▶ SET TASK:
Beginning at the line containing "Place one marker on each instance of the tree", output every line to the end of the data below exactly as it appears.

------------------------------------------------------------------------

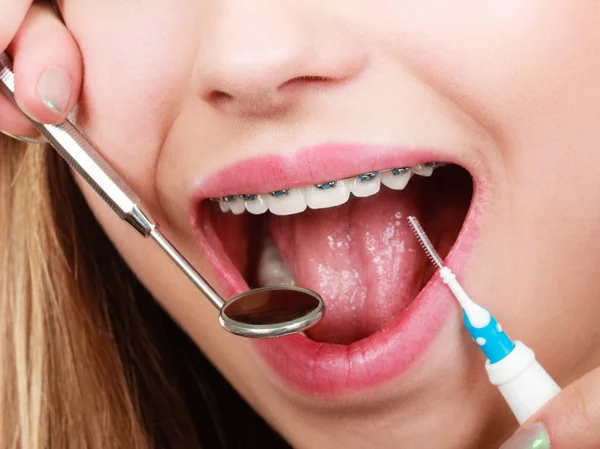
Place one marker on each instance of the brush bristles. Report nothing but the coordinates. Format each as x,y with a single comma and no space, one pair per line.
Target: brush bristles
425,242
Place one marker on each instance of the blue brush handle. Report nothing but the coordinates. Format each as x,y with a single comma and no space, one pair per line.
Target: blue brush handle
491,339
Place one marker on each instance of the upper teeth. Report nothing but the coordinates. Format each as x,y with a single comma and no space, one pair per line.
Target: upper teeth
324,195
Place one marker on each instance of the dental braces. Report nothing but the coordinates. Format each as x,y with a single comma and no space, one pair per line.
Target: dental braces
329,194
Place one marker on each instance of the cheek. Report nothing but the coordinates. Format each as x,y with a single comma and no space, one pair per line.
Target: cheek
137,71
511,65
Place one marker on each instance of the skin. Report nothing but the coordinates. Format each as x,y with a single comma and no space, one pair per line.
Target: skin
512,89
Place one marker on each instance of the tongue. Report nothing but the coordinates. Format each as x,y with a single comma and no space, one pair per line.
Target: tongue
361,257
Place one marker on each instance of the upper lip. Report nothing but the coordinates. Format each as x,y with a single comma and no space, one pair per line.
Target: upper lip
313,165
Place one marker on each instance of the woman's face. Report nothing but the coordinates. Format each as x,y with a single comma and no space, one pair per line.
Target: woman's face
198,99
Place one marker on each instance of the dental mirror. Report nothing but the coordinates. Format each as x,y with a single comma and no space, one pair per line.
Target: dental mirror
259,313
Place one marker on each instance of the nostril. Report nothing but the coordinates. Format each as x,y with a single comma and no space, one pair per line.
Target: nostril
218,96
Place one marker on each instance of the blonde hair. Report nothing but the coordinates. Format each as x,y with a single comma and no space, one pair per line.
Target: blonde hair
74,361
87,358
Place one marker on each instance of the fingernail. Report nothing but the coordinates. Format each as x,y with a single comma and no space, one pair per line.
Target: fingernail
54,89
531,437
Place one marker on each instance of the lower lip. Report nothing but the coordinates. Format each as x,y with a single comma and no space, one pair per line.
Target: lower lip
330,370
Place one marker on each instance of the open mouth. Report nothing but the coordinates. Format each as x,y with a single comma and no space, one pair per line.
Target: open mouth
345,237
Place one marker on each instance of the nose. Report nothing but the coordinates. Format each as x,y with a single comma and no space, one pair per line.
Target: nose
260,57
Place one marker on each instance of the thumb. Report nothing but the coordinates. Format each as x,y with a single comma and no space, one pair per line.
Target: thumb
570,420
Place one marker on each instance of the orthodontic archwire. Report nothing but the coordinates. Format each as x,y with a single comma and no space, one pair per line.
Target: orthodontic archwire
511,366
363,177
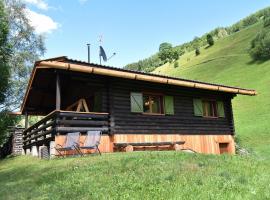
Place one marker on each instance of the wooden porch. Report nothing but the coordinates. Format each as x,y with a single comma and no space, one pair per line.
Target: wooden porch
60,122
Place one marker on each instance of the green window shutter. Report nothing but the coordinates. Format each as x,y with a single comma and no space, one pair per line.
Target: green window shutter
198,107
136,102
169,105
220,109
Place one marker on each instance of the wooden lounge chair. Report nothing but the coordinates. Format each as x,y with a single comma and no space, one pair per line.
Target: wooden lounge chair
92,141
71,143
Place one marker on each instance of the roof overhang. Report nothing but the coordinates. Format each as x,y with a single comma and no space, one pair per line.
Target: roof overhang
63,63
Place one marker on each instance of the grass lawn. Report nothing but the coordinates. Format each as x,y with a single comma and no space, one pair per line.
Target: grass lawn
228,62
137,175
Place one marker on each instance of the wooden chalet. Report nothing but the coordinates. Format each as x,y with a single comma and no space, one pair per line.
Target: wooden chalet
134,110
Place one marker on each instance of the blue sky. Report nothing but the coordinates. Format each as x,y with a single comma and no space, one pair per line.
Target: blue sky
131,28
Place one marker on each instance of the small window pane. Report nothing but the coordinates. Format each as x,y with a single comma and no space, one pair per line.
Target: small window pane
209,108
146,104
155,102
152,104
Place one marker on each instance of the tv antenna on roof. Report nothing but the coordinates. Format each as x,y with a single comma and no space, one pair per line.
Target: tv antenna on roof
102,53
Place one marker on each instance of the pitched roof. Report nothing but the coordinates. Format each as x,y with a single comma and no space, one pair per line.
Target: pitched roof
65,63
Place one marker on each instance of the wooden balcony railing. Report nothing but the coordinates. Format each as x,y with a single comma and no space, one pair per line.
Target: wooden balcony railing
62,122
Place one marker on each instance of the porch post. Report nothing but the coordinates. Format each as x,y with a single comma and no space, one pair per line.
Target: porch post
26,120
58,93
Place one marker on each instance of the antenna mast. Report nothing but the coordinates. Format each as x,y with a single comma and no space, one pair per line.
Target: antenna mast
88,48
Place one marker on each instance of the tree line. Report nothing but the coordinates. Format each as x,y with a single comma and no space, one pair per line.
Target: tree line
158,59
20,47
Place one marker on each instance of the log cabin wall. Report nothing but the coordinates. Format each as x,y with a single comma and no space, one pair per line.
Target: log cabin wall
208,144
182,122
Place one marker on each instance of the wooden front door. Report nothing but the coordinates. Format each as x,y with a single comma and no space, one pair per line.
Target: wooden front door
223,148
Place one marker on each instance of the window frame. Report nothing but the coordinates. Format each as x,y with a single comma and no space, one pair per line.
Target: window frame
161,104
214,108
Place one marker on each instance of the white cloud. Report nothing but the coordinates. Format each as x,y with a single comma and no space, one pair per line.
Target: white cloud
41,23
38,3
83,1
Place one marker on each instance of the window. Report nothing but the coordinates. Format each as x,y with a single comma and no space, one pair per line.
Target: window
152,104
209,108
223,148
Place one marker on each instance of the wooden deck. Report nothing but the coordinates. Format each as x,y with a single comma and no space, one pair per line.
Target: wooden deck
60,122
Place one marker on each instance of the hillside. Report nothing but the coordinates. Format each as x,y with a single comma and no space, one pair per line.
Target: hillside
137,175
228,62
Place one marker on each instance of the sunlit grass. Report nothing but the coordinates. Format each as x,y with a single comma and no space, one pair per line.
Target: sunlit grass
228,62
137,175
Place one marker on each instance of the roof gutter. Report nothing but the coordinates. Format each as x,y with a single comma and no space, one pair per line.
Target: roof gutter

------------------------------------------------------------------------

▶ TASK RESPONSE:
Place one marker on each instance of the tree line. Report nothing but the coordinates. Format each as x,y with a single comma and no space, one pair per line.
Target: tree line
158,59
20,47
Place one marker on each instance of the log cabin wall. Report nothing but the coordinates. Format each as x,y with a single comma and no space, one pair per line.
Target: log cabin wall
208,144
182,122
Place one marker on each instance of the wooden front door. Report nothing but the coordinates. Format each as x,y with a single comma and no space, one pair per line.
Target: wooden front door
223,148
Place one marker on each instance of the window frame. Report nothing but the coordinates. Format each as x,y with a single comma and no space, one pair per line.
Target: window frame
161,104
214,108
Place one marker on each instance of the white cloud. Report nothing but the coordinates. Format each as x,y with a single comma and no space, one pair per line.
Target: white cloud
41,23
38,3
83,1
Place one marker on each instance of the window. Report nothing but the coordinates. Format each as x,y with a single comma and no space, one pair per line.
Target: window
152,104
209,108
223,148
Place one marker on each instance of the wooden deck. Report nothing but the coordinates. Format each as x,y with a single comma and no space, one pair per line.
Target: wooden deck
60,122
Place one marker on each instance of the hillside. Report nothing but the coordinates. Format each as x,y with a single comma and no space, one pair per line.
Target: hillside
137,175
228,62
Place one marker on each instance of the sunlit grass. Report nothing but the coordinates. Format each as x,y with a single comma and no space, one pair per line.
Target: sunlit grass
228,62
137,175
Place one marker on each instance of the roof gutter. Report nothing but the coordinates. Format each as x,y with a single comma and no space, one pair per line.
Target: roof gutter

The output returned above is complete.